И бесконечные слова о кризисе, и теории, теории, теории. Крайние точки этой театральной словесности: отрицание театра Айхенвальда10 и «театр для себя» Евреинова11. Дальше идти некуда.

Достаточно вспомнить одни имена всех этих бесцветных, пустых и ничтожных пьес, которыми мы жили накануне: «Вера Мирцева»12, «Враги»13, «Ложь»14, «Хищница»15, «Благодать»16. И многие, и многие... Серое, серое.

2

Но революция, вызвавшая такие глубокие изменения во всем строе жизни, — что дала она театру?

Пока ничего. Или почти ничего.

Прежде всего, принесла она ему раскрепощение и свободу от цензурных запретов. И первая, кто воспользовалась этой свободой, была обнаженная Леда Каменского17. Потом репертуар серьезного театра постепенно «обогащался» ранее запрещенными пьесами. «К представлению не дозволено» — это теперь была хорошая марка для пьесы. Были поставлены «Павел I» Мережковского18, «Царь Иудейский» К.Р.19, шедший ранее только в придворном эрмитажном театре, запрещенный по религиозным мотивам; провинция увидела «Анатему»20 Л. Андреева. И еще кое-что. Существенно нового для искусства театра во всех этих пьесах ничего не оказалось, и первый дар свободы был не то чтобы уж очень значителен.

Здесь, кстати, уместно упомянуть, что за время революции театр опять узнал, что такое «к представлению не дозволено». После октябрьского переворота были неоднократные случаи запрещения пьес, как «явно направленных против существующего строя» или «несоответствующих политическому моменту». (Напр., запрещение Литейному театру в Петербурге ставить комедию Сарду «Коммивояжер свободы»).

Пожалуй, более крупным событием, потому что более действенным, оказалось развитие национального театра меньшинств21, напр., украинского. Этот, бывший до революции в загоне, влачивший жалкое существование театр широко использовал открывшиеся возможности строительства. Открылся ряд украинских театров (Киев, Москва), в том числе одно время и государственный. Наряду с национально­бытовым возник и новаторский «Молодой Театр»22, в репертуар которого вошли пьесы Софокла, Гриль- парцера, Шиллера, Шекспира, Ибсена, Мольера и Винниченко, Олеся, Леси Украинки. Украинское национальное искусство соединилось с новыми театральными приемами на почве форм и идей, выработанных украинским историческим прошлым.

● СПИСОК ЗАПИСЕЙ

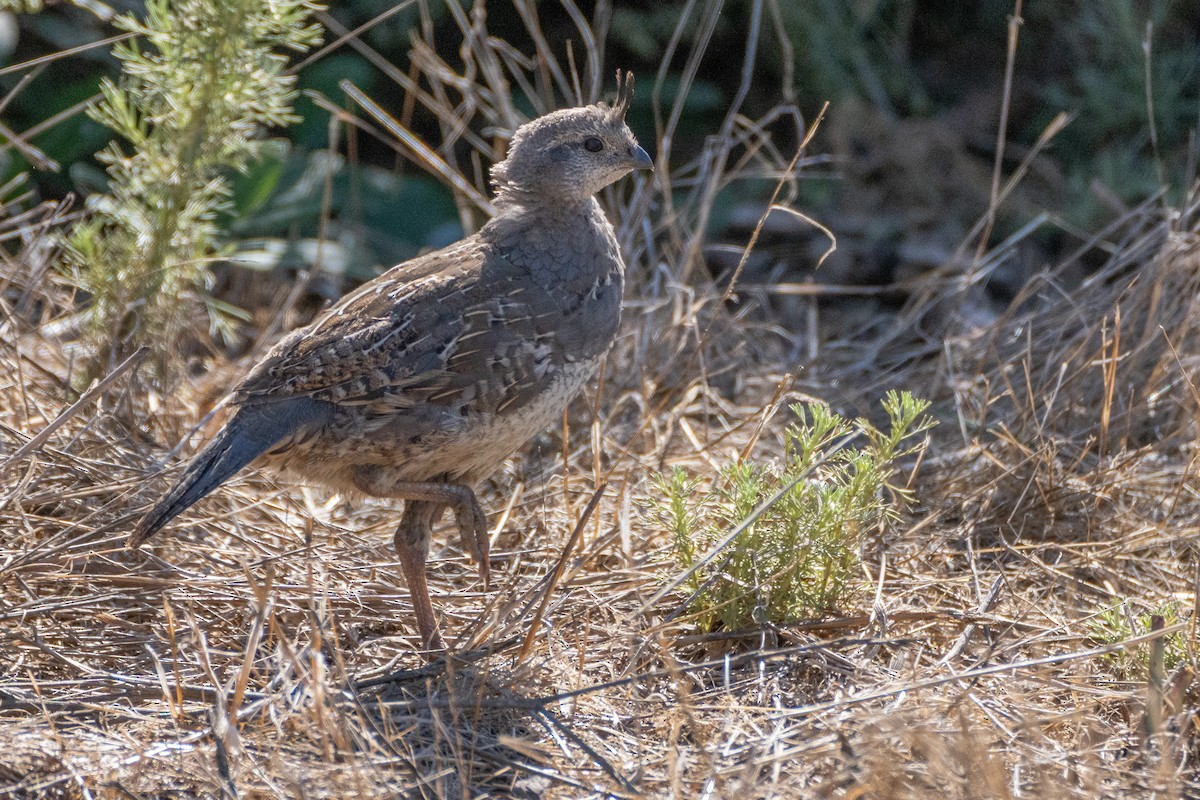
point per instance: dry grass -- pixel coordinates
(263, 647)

---

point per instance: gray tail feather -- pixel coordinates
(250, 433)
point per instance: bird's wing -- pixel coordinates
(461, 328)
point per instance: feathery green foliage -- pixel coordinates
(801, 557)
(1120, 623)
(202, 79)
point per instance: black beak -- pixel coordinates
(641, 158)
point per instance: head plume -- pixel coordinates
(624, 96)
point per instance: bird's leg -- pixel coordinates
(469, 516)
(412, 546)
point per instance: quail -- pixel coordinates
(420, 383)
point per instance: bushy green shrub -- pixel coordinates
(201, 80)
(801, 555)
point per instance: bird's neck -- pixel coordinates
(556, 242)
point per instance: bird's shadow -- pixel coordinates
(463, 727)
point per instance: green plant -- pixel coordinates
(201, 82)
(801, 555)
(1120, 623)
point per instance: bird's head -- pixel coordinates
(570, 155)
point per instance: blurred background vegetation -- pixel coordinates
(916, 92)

● ЗАДАНИЯ
a – Перепечатайте без изменений часть текста о театре и революции, начиная со слов «Пока ничего. Или» и заканчивая словами «уж очень значителен.».
b – Перескажите в виде списка абзац текста о театре и революции, который начинается словами «Прежде всего, принесла она ему раскрепощение», сохранив его основные факты.
c – Напишите продолжение текста о театре и революции, которое начинается сразу после его последнего предложения.

● ОТВЕТЫ
a –
Пока ничего. Или почти ничего.

Прежде всего, принесла она ему раскрепощение и свободу от цензурных запретов. И первая, кто воспользовалась этой свободой, была обнаженная Леда Каменского17. Потом репертуар серьезного театра постепенно «обогащался» ранее запрещенными пьесами. «К представлению не дозволено» — это теперь была хорошая марка для пьесы. Были поставлены «Павел I» Мережковского18, «Царь Иудейский» К.Р.19, шедший ранее только в придворном эрмитажном театре, запрещенный по религиозным мотивам; провинция увидела «Анатему»20 Л. Андреева. И еще кое-что. Существенно нового для искусства театра во всех этих пьесах ничего не оказалось, и первый дар свободы был не то чтобы уж очень значителен.

b –
- Революция освободила театр от цензурных запретов.
- Первой этой свободой воспользовалась обнаженная Леда Каменского.
- Затем в репертуар серьезного театра постепенно вошли ранее запрещенные пьесы. Пометка «К представлению не дозволено» стала хорошей маркой для пьесы.
- Были поставлены «Павел I» Мережковского и «Царь Иудейский» К.Р. Вторая пьеса раньше шла только в придворном эрмитажном театре и была запрещена по религиозным мотивам.
- Провинция увидела «Анатему» Л. Андреева.
- Существенно нового для театрального искусства эти пьесы не дали, поэтому первый дар свободы оказался не слишком значительным.

c –
Третьим и наиболее значительным изменением, вызванным революцией в театре, несомненно, надо признать то обстоятельство, что в театр пришел новый зритель. Спору нет, искусство внеклассово. Но настоящее, подлинное искусство. Мы же знаем и другое «искусство» с явно классовым отпечатком. И в театре больше, чем в какой-либо другой области, оно было накануне революции охвачено знаком вызвавшего его к жизни класса, оно было в известной своей части буржуазным в худшем смысле этого слова; и театры, бывшие, прежде всего, крупными коммерческими предприятиями, отвечали вкусам заказчиков и потребителей. Теперь искусство театра, более чем всякое другое, встретилось с другим потребителем. Оно пошло вширь. Открытие целого ряда рабочих театров, изменение состава публики в уже существующих — все это факты огромной значительности, влияние которых пока еще не может быть учтено с достаточной точностью, но в которых таится зерно будущей театральной революции23.

Правда, до сих пор это было только движением театрального искусства вширь, но не вглубь, как и чрезвычайное развитие театрального образования: открытие целой сети студий («Студия опытов»), рабочих оперных, драматических, балетных школ, школ пластики, художественное образование артистов арены и открытой сцены, издание книг и журналов по вопросам театра.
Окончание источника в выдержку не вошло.